Dataset rows
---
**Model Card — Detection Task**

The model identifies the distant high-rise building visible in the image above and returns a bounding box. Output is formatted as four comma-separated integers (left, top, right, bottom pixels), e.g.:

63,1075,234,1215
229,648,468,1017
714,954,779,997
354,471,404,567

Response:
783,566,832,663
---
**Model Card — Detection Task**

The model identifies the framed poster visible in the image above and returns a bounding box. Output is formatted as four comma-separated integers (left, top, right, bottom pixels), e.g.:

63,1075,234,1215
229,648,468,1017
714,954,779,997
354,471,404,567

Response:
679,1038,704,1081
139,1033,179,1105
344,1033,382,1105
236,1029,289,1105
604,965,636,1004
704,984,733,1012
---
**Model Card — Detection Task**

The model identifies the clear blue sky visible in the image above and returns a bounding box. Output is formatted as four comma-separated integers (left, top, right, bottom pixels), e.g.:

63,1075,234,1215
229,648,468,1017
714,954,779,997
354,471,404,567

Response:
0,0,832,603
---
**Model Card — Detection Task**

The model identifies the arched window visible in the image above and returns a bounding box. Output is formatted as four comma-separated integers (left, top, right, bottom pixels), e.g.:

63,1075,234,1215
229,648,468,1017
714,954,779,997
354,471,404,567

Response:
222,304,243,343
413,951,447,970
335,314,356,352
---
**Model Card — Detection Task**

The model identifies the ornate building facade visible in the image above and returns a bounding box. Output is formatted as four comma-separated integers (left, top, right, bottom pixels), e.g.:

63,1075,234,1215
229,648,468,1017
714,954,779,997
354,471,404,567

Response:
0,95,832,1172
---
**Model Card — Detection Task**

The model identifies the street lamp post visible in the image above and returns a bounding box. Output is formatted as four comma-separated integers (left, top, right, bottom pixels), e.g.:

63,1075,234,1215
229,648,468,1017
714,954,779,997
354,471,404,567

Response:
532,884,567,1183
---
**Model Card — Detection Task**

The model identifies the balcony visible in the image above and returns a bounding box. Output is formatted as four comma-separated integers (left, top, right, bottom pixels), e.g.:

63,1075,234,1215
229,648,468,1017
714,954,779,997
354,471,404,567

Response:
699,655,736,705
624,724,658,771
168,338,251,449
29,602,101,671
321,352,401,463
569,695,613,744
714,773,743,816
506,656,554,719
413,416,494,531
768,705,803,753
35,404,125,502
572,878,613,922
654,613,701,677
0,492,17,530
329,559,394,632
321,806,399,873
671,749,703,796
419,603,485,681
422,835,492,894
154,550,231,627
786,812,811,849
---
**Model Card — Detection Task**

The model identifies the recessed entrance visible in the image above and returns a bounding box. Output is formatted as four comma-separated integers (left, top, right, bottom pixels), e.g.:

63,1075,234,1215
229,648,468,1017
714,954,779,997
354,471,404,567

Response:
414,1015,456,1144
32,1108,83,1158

### INSTRUCTION
Express the entries as a Markdown table with the columns Row and Text, starting at the first line and ending at the line containing "783,566,832,663". Give each nonblank line its own numbered row and leave out blank lines.

### FULL SOLUTION
| Row | Text |
|---|---|
| 1 | --- |
| 2 | **Model Card — Detection Task** |
| 3 | The model identifies the distant high-rise building visible in the image above and returns a bounding box. Output is formatted as four comma-separated integers (left, top, right, bottom pixels), e.g.: |
| 4 | 63,1075,234,1215 |
| 5 | 229,648,468,1017 |
| 6 | 714,954,779,997 |
| 7 | 354,471,404,567 |
| 8 | Response: |
| 9 | 783,566,832,663 |